▸ **依頼内容**
退職勧奨の事前準備と進め方を説明した文章を、最後の文の後から書き進めること。

▸ **抜粋本文**
なお、退職勧奨を勧める理由、成功させるための3大要素については、以下の記事をご参照ください。
退職勧奨を成功させるための3大要素 | 弁護士法人フォーカスクライド (fcd-lawoffice.com)
退職勧奨を成功させるための3大要素を理解できたとしても、退職勧奨を成功させるためには、何といっても事前準備と説得方法の具体的イメージをもっておくことが必須です。何ら事前準備なく、その場で臨機応変に対応して退職勧奨を成功させることは、相当な経験者でなければほぼ不可能です。
しかし、何から準備すれば良いのか、どのような話から切り出せば良いのか全くわからないという方が多いと思います。
そこで、退職勧奨を実施するための事前準備と、実際の退職勧奨の進め方等について、具体的手順を説明させていただきます。大きな流れとしては、以下のとおりです。
まずは、幹部や問題社員の直属の上司の意見を聴き、退職勧奨を実施する方針を社内で共有し、理解を求めておく必要があります。
会社が一丸となって対応することにより、退職勧奨が社長個人の意向ではなく、会社の総意であることを問題社員に示すことができるためです。
退職勧奨を実施する側も初めての経験であることが多く、また経験者であったとしても、同僚に対し退職を説得するという事柄の性質上、一定程度のプレッシャーがかかる上、会社の意向を伝えられた従業員側から、攻撃的な反論がなされる可能性も高いです。
そのため、退職勧奨の面談が紛糾したとしても、伝えるべき事項を的確に伝えることができるように、事前に、退職勧奨の理由を整理したメモを作成することは必須です。
なお、この場合、退職勧奨を実施する人自身が把握している問題社員の問題点だけを整理するのでは不十分であり、直属の上司や幹部のヒアリングも行った上で、これらの複数の関係者が把握している問題点も十分把握してメモに盛り込むことが重要です。これにより、退職勧奨の実施者個人の意見ではなく、会社全体が対象者に問題があるという意見を有していることを伝えることができ、自己認識のゆがみを修正させること(退職勧奨を成功させるための3大要素の1つ目)に繋がります。

▸ **記録データ**

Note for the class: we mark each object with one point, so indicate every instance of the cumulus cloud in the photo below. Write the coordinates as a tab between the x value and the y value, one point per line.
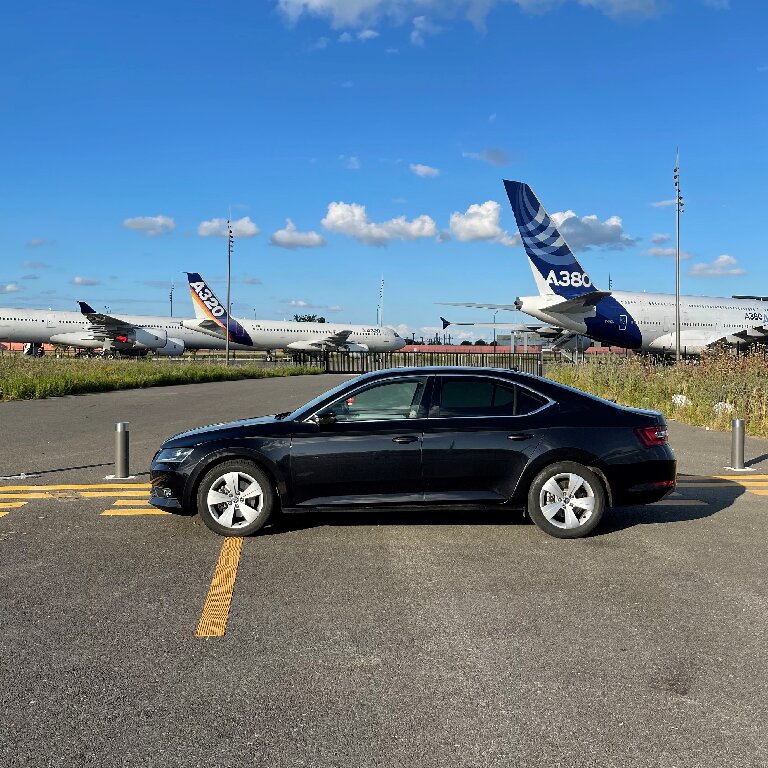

▸ **課題の結果**
極めて例外的な場面を除いて、問題社員から退職について早く確実に了解を得るためには、金銭的補償の提案が重要となります。
この予算の確保は、交渉の面においても重要な意味を有します。つまり、金銭的補償の提示をしなければ、「辞めるか、それとも辞めないか」だけの議論になってしまいますが、金銭的補償の提示をすると、その金額が「低いのか、高いのか」という議論に話を移すことができます。この議論に話を移すことができれば、既に「退職」を前提としていることになり、かつ、自分自身が一旦前提とした話を覆すことは心理的にしづらくなりますので、最も重要なポイントである「退職することに合意してもらう」という点をクリアしやすくなります。
ここで、どの程度の予算を確保すれば良いかという点ですが、個人的には、問題社員の「給与3か月分」が最終の妥協点の1つの目安になると考えています。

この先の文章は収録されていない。